▶ [Passage shown]:
14. We note the fact that the current demand from the construction industry for steel products has been strong and that this is partly, at least, driven by public expenditure projects. We would hope that the Government, when considering such infrastructure for the future, will take account of the need to maximise the tendering opportunities for UK steel producers.

Exchange rates

15. The EEF identified the fundamental cause of the decline in UK steel output as the strength of sterling.[20] This has had a direct impact on the steel sector by making imports more competitive, thereby depressing prices in an over-supplied market, and by making steel exports less competitive. It has also had an impact on demand for steel in the UK. The EEF told us that "the fall in demand is therefore directly attributable to the state of UK manufacturing in general which has struggled since sterling began its long rise against the euro in 1996."[21] Corus and other witnesses identified the diminishing customer base in the manufacturing sector as a major contributory factor in the decline of Corus's fortunes, at least part of which is attributable to the impact of adverse exchange rates. However, not all steel producers have had as difficult a time as Corus. Mr Temple of the EEF pointed out that specialist producers have achieved some good market positions in global markets because of continuing high demand for their products.[22]

16. More recently, the euro has strengthened considerably against sterling, and we noted varying degrees of optimism among our witnesses about the significance of this development. The trade unions considered that recent exchange rate movements provide a good opportunity for the UK to recover market share.[23] The view from Corus was more cautious about the longer term stability of the currency and prospects of recovery of lost business.[24] And although the EEF felt that the improvement in exchange rates provided a very good opportunity for the sector to move back into profitability, Ian Rodgers pointed out that the erosion of the UK manufacturing base would preclude a substantial increase in UK demand for steel.[25]

17. We note that the decline in UK steel production and falling demand for the product have been long term trends that predate the adverse sterling/euro exchange rates. There can be little doubt, however, that the strength of sterling has contributed significantly to the decline in the competitive position of the sectors. We hope that recent favourable exchange rate movements can be maintained, providing a period of stability which would allow the sector the opportunity to recover profitability in the longer term.

▶ [Problems]:
1. Write out the part of the steel report starting at "17. We note" and ending at "the longer term.".
2. In the steel report, what did the EEF identify as the fundamental cause of the decline in UK steel output?

▶ [Source excerpt]:
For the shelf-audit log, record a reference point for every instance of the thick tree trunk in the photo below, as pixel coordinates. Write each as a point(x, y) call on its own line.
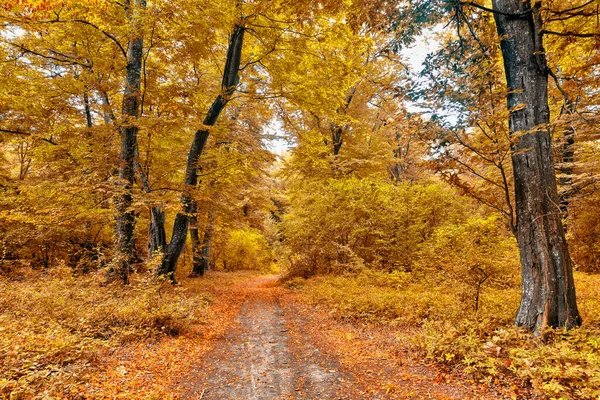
point(180, 227)
point(548, 292)
point(125, 226)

▶ [Task-by-task results]:
1.
17. We note that the decline in UK steel production and falling demand for the product have been long term trends that predate the adverse sterling/euro exchange rates. There can be little doubt, however, that the strength of sterling has contributed significantly to the decline in the competitive position of the sectors. We hope that recent favourable exchange rate movements can be maintained, providing a period of stability which would allow the sector the opportunity to recover profitability in the longer term.

2. The strength of sterling.